**What you should do**
Copy exactly, beginning with the line holding "the photo below." and ending with the final line of the data beneath this task; copy nothing else, and leave out every picture.

**Input**
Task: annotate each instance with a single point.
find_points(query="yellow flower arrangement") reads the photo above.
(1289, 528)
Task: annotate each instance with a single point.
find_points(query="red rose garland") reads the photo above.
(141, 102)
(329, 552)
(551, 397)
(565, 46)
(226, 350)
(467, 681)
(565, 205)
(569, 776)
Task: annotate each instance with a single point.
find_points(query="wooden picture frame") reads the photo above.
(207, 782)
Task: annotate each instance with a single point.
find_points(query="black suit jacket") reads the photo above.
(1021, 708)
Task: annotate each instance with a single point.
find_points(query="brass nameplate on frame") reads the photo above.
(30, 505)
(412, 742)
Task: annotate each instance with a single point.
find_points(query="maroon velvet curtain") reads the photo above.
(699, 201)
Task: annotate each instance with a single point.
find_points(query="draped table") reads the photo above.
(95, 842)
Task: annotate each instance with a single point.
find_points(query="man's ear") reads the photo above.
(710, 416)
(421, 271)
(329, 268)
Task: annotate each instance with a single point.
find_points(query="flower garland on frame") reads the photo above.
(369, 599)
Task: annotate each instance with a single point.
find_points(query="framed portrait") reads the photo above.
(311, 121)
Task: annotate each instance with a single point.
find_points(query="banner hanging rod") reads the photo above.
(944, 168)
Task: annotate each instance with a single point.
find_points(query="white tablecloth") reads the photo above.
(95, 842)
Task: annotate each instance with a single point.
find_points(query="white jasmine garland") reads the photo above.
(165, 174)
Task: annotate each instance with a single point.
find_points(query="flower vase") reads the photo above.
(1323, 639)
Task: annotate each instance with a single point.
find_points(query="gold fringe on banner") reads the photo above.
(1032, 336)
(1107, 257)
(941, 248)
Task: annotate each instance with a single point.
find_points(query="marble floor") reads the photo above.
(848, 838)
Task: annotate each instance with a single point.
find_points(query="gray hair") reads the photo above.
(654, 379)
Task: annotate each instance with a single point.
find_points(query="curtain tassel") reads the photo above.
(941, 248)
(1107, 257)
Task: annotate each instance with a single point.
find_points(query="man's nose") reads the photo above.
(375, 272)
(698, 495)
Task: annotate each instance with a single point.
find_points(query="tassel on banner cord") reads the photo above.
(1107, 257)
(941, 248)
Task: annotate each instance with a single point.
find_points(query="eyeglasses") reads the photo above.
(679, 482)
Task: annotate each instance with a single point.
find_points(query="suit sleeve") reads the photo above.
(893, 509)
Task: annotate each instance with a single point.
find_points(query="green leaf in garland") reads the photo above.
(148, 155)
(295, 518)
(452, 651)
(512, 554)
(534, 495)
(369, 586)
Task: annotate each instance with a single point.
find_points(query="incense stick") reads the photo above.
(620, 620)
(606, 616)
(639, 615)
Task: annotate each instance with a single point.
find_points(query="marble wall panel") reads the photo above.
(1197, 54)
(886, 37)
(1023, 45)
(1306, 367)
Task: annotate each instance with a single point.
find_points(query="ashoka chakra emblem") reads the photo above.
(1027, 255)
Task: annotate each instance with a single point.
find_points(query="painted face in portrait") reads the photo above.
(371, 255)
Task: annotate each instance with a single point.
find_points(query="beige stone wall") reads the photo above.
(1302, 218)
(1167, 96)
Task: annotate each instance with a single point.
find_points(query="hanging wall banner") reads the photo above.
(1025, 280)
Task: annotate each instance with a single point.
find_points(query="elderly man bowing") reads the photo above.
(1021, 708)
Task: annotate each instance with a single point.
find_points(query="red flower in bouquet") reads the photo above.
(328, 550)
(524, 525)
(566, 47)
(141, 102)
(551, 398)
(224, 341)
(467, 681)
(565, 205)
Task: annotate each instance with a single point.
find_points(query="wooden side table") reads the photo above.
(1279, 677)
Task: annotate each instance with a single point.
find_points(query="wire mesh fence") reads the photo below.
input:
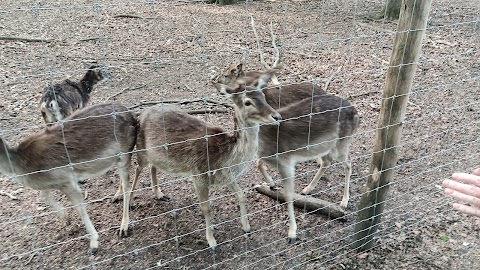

**Answer to this task**
find_points(query="wire mesh fence") reads the photo below.
input:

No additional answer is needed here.